If a record contains a picture, leave the picture out and copy everything else exactly.
═════ DATA FOR PROCESSING ═════
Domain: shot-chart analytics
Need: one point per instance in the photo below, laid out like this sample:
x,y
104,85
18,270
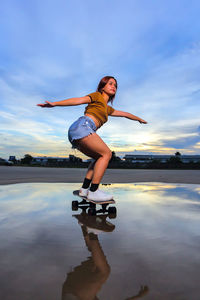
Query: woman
x,y
82,133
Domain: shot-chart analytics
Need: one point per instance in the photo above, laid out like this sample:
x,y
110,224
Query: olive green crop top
x,y
98,108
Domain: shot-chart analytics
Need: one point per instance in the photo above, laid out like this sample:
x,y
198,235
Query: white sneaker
x,y
83,192
99,196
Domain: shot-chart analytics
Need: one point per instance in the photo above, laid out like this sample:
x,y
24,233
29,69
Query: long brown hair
x,y
102,83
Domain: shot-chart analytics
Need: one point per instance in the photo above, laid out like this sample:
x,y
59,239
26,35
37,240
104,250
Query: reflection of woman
x,y
85,281
82,133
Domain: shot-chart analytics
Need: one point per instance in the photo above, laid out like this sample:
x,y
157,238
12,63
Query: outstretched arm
x,y
67,102
118,113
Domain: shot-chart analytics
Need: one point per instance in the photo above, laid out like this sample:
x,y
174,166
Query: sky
x,y
58,49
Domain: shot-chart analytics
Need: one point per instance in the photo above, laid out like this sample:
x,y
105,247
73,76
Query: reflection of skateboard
x,y
91,205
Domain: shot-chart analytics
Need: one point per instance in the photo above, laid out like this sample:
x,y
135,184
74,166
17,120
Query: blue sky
x,y
56,49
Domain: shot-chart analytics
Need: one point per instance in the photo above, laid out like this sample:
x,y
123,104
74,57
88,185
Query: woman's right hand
x,y
46,104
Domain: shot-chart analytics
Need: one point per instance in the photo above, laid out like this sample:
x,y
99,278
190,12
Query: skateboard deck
x,y
91,205
112,201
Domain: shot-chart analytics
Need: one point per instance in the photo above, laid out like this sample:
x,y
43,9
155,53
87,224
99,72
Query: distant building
x,y
43,160
137,158
12,158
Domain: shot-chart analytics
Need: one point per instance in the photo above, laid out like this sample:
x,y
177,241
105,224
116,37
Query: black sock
x,y
94,187
86,183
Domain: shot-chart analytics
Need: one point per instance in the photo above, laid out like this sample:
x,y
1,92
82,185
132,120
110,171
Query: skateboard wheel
x,y
112,210
91,212
74,205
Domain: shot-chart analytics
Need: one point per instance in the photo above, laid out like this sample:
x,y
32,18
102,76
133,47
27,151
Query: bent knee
x,y
108,154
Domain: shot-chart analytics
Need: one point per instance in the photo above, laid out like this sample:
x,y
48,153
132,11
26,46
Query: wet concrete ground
x,y
149,250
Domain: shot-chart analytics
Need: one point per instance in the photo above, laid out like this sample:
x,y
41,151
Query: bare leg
x,y
90,170
95,147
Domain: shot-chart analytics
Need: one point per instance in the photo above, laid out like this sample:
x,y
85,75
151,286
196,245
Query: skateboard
x,y
91,205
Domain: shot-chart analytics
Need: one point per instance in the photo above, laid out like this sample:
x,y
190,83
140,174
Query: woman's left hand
x,y
142,121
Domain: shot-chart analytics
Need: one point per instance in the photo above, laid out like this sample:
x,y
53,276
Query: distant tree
x,y
27,159
178,154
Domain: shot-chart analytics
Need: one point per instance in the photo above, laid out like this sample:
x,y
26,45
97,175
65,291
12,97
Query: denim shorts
x,y
82,127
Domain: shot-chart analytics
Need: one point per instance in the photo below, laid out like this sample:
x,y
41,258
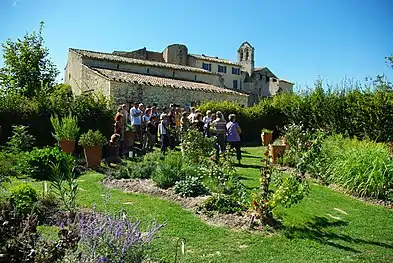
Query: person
x,y
206,120
233,137
162,129
191,116
119,129
150,134
125,114
220,130
178,117
136,120
198,123
184,122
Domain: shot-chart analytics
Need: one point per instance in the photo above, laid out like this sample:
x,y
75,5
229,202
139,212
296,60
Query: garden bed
x,y
145,186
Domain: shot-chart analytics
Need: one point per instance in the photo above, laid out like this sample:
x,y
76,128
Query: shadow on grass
x,y
254,166
317,230
252,156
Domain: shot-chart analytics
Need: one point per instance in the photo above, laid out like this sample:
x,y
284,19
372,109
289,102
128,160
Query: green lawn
x,y
325,227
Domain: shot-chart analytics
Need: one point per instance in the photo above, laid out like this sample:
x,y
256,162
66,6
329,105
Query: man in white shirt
x,y
162,129
136,120
191,116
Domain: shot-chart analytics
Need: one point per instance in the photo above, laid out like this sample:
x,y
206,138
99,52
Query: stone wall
x,y
73,73
163,96
92,81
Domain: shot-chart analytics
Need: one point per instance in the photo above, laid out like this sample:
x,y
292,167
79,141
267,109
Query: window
═════
§ **ANSWER BOX**:
Domain: shot-chart analytics
Need: one point per instance in the photo below, laid out like this sample:
x,y
104,85
18,270
Query: woman
x,y
82,133
Domain: shot-chart analytics
Need: one point per instance in the photo above, laid out like this sample:
x,y
110,224
Query: olive green crop top
x,y
98,108
Domain: shot-chart analytics
Need: one point per instance in the photo above, laid out like this sample:
x,y
198,235
Query: white sneaker
x,y
83,192
99,196
Domain: shot-chart analytics
Need: one point per instance in the photo above, laid out like this sample:
x,y
24,233
29,69
Query: long brown hair
x,y
102,83
Domain: shot-chart analytics
Need: one point per instance in the photo above, laid out like this sample:
x,y
59,239
26,35
37,240
104,250
Query: reflection of woman
x,y
85,281
82,133
Domain: shot-chart analytics
Need: one point per instance in the photo above, laid out like this sample:
x,y
157,238
12,63
Query: outstretched arm
x,y
67,102
118,113
Domain: shot-chart analytics
Need: one point per instance in the photo above, laid out like this sample:
x,y
174,166
Query: sky
x,y
58,49
Domain: shot-chart analytics
Need: one point per instance in the photo above, laid out like this sample:
x,y
105,247
73,76
Query: reflection of skateboard
x,y
91,205
Domain: shot-chart analytics
Need: one point per instance in the photo above, laid out like this sample:
x,y
135,184
74,166
17,120
Query: blue sky
x,y
56,49
Domain: shot-chart analytics
Need: one point per instance in the photo above, laid out like this sample:
x,y
123,104
74,57
88,185
Query: woman's right hand
x,y
46,104
Domain: shot-chart analytics
Need: one point per instance in the photo above, laid out like this sample:
x,y
99,278
190,12
Query: skateboard deck
x,y
91,205
112,201
Domain: shot-chart analytics
Need: one point per instance in the photo above, laid out like this sample:
x,y
43,9
155,53
87,224
99,72
Query: distant building
x,y
43,160
137,158
12,158
Domain: shot-chart analytics
Need: one point per instance in the photo above, laid out like this sample:
x,y
177,241
105,224
116,37
Query: black sock
x,y
94,187
86,183
Domain: shot-chart analytics
Need: one point per instance in the photo above, laid out like this sample:
x,y
1,92
82,185
132,120
110,171
Query: skateboard wheel
x,y
112,210
91,212
74,205
Domain: shot-chart analytics
Need: one point per instance in the photo above, laid out like this sample:
x,y
32,18
102,76
133,47
27,151
Query: bent knee
x,y
108,154
Domain: shot-chart analytics
Need: one point per instance in the photo above, laid out like this sample:
x,y
48,153
132,11
26,46
Query: wet concrete ground
x,y
149,250
Domain: shot-chart analytics
Need: one point per instance in the photo above, laid out like this sample:
x,y
41,151
Query: bare leg
x,y
90,170
95,147
Domain: shot-chart analytics
Need: one point per instance in the photo above, laid out like this sample:
x,y
85,75
151,286
196,245
Query: skateboard
x,y
91,205
Domain: shot-chart analytics
Need: one point per instance in the photo above, laid out like this sample:
x,y
190,83
140,174
Query: woman's left hand
x,y
142,121
Domain: shot-chart analytics
Need: one point per instance in the photo above, laid out like this sample:
x,y
53,276
Query: distant tree
x,y
27,159
178,154
Domain: shot-chart analytics
Need: one point per instance in the photo above, laid out like this sample:
x,y
26,45
97,175
65,291
12,97
Query: denim shorts
x,y
82,127
Domain: shot-chart analytics
Need: one point per instance in the photo below, laid out like this sample:
x,y
41,258
Query: person
x,y
206,120
233,137
162,129
191,116
119,129
150,134
125,114
220,130
178,117
136,120
198,123
184,122
Domain: shot-chart analytics
Need: one point per instance in the photo above, laid out like this sample:
x,y
75,5
229,202
139,212
296,60
Query: garden bed
x,y
145,186
Domain: shot-chart analytics
Need: one point per instance in the photo above, laid out like this sample:
x,y
76,128
Query: shadow on grass
x,y
254,166
317,230
252,156
Domain: shot-chart analytics
Need: one point per instance in the photo above, laid out like this sample:
x,y
284,19
372,109
289,102
128,160
Query: green lawn
x,y
325,227
Domain: shot-chart analytics
Need: one point per instance in the photo above, laid out like this sample:
x,y
256,162
66,6
329,105
Query: man in white shirt
x,y
162,129
136,120
191,116
Domain: shot-chart analytics
Need: one point per instance in the photo above, laid out like this sample:
x,y
206,138
99,52
Query: stone wall
x,y
73,73
163,96
92,81
Domain: shot-chart analytics
Need: one point per instance in the photo above, laid out like this sample:
x,y
292,167
79,141
267,109
Query: window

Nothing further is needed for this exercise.